From the line containing "Could you please spot the illuminated" to the last line of the records, please reproduce every line exactly and nothing more.
--- Entries supplied Enclosed Below ---
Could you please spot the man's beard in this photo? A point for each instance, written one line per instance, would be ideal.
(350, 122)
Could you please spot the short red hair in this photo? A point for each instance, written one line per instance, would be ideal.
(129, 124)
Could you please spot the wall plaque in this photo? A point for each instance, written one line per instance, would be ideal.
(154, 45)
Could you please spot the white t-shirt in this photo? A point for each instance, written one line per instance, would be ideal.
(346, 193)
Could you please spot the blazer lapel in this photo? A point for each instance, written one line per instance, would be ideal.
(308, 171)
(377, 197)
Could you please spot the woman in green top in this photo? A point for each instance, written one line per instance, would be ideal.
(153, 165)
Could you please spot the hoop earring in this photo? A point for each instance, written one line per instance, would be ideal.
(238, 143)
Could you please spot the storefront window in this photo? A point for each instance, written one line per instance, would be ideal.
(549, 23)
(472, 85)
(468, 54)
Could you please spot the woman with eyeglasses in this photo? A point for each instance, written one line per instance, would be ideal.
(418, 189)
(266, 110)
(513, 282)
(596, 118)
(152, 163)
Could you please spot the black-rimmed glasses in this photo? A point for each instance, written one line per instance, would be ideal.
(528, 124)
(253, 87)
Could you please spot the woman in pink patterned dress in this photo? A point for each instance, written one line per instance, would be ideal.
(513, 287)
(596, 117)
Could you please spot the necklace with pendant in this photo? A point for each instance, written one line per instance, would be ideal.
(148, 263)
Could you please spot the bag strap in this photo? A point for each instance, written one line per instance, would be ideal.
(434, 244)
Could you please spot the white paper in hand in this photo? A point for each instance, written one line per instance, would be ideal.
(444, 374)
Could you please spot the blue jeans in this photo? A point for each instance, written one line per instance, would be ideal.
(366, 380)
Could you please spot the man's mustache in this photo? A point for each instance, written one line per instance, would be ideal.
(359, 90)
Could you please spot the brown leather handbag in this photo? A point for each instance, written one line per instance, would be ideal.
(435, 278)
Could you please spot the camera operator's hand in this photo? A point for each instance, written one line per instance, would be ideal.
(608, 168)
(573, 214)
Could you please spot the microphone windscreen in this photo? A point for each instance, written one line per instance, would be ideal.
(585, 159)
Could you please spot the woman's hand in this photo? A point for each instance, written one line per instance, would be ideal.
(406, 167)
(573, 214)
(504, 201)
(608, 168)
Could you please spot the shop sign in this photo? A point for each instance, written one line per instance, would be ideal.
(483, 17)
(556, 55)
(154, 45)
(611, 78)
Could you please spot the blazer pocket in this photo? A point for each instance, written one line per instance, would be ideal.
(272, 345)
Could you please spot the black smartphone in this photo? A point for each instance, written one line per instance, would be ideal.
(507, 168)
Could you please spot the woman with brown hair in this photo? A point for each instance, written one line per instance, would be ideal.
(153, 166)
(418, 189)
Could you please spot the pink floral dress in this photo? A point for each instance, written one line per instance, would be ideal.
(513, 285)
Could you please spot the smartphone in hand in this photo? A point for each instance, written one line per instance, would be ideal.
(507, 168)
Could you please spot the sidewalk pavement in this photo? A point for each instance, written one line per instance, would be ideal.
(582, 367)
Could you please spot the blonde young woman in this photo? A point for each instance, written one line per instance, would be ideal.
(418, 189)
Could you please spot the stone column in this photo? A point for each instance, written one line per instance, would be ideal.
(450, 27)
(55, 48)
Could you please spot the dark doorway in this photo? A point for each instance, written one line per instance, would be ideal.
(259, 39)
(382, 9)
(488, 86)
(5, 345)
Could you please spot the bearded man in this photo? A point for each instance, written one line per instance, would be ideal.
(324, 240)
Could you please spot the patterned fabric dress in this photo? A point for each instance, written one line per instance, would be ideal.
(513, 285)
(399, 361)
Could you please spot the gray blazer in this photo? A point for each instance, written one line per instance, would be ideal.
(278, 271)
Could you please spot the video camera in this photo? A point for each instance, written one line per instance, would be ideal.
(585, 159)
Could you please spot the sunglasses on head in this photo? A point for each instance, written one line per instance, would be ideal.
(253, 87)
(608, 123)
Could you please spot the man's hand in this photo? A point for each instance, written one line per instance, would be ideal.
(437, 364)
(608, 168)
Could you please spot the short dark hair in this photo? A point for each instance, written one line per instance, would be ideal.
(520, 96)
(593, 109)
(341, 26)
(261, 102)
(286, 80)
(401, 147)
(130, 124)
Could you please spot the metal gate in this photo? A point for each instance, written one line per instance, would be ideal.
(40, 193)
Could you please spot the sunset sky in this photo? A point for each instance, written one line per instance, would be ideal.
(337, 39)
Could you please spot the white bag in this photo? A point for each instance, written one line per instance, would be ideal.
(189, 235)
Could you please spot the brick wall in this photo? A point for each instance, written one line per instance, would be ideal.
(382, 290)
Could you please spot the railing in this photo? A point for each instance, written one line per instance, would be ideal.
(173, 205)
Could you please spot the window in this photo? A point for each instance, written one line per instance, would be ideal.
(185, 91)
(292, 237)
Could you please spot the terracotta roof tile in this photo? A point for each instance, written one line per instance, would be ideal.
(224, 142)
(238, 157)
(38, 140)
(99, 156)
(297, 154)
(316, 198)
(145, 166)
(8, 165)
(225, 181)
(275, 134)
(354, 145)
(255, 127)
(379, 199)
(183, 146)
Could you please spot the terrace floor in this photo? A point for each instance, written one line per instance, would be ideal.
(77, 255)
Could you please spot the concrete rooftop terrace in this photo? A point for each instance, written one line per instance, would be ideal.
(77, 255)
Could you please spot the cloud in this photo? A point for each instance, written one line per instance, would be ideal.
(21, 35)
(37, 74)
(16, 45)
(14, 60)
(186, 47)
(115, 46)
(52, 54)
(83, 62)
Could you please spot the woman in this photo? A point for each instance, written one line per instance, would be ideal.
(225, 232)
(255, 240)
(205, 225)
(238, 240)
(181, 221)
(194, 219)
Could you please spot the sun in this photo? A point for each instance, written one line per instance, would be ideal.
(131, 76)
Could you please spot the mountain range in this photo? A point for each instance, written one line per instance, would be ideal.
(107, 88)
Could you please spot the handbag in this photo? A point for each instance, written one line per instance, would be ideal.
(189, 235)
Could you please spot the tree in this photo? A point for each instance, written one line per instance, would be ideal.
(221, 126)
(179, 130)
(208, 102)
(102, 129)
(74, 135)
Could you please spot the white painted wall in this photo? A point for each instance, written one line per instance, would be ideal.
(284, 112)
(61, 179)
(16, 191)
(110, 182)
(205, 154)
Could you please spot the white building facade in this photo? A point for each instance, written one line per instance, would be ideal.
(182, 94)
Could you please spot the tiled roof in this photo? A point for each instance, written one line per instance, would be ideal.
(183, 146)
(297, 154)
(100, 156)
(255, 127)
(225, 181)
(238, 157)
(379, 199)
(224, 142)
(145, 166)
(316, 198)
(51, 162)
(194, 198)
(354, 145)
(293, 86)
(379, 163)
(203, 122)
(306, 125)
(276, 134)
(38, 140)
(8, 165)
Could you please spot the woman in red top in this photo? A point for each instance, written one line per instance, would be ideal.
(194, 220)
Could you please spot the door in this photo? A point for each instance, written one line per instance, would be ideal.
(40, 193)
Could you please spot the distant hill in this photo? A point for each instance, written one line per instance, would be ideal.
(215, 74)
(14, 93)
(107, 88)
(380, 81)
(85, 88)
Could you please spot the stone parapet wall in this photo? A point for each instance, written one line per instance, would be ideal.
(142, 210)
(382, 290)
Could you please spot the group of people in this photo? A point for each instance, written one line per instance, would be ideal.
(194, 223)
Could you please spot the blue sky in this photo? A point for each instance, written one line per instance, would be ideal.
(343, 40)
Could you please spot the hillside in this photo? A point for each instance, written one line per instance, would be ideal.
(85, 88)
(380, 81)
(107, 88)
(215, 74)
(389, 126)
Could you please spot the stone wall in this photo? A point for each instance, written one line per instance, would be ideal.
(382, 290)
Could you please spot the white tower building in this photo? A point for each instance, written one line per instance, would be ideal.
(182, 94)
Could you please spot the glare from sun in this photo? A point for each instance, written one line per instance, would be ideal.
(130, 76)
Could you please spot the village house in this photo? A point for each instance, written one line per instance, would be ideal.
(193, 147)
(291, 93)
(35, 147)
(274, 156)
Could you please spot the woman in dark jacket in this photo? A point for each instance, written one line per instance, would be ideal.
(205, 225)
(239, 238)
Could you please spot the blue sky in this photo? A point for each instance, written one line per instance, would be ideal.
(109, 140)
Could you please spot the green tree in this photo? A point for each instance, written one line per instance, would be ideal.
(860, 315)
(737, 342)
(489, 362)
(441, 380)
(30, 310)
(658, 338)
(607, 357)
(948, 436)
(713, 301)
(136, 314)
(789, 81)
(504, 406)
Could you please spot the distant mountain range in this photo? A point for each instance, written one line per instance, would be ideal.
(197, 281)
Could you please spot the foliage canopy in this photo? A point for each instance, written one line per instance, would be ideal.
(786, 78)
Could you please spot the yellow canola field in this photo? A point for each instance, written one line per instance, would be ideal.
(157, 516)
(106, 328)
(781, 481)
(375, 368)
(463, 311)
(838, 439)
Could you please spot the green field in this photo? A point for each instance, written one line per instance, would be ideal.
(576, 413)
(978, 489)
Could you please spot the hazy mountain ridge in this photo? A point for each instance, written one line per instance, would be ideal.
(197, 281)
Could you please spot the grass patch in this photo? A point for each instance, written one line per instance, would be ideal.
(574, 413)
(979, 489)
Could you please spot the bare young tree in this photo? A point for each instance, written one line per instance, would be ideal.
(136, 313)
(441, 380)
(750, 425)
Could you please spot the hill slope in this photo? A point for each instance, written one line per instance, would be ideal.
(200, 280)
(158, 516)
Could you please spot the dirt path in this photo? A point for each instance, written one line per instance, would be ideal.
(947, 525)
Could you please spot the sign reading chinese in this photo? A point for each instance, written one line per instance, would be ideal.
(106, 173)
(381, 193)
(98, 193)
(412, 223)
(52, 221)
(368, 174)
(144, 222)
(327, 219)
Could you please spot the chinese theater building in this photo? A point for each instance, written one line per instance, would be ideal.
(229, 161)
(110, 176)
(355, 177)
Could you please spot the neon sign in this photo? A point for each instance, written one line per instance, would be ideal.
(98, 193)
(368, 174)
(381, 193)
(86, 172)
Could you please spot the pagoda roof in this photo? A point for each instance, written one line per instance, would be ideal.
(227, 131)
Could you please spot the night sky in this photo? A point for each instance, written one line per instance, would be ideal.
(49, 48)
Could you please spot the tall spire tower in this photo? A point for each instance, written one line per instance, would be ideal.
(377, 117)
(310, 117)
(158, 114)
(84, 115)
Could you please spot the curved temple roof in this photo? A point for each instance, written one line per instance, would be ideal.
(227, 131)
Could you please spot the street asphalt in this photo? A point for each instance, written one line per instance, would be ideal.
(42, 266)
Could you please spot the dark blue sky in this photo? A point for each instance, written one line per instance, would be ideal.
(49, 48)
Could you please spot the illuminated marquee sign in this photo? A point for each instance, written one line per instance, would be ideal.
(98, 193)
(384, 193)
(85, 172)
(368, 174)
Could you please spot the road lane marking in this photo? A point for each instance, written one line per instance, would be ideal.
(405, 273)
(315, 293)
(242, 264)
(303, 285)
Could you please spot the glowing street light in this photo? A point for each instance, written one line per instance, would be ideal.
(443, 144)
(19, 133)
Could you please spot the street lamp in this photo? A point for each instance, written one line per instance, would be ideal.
--- End of Enclosed Entries supplied ---
Response box
Could you please spot the illuminated marquee sign in this photo? A point for each instance, written one line per instance, would be ideal.
(98, 193)
(384, 193)
(85, 172)
(368, 174)
Could you please spot the road lane marking in this photo? A point for each instance, written one line per instance, would be ideal.
(405, 273)
(315, 293)
(242, 264)
(303, 285)
Could you please spot the glowing street light in this photo? A point for each instance, written one line per instance, would be ideal.
(443, 144)
(19, 133)
Could you please spot the street lamp in this photo? A point for each instance, written one line per instance, would be ideal.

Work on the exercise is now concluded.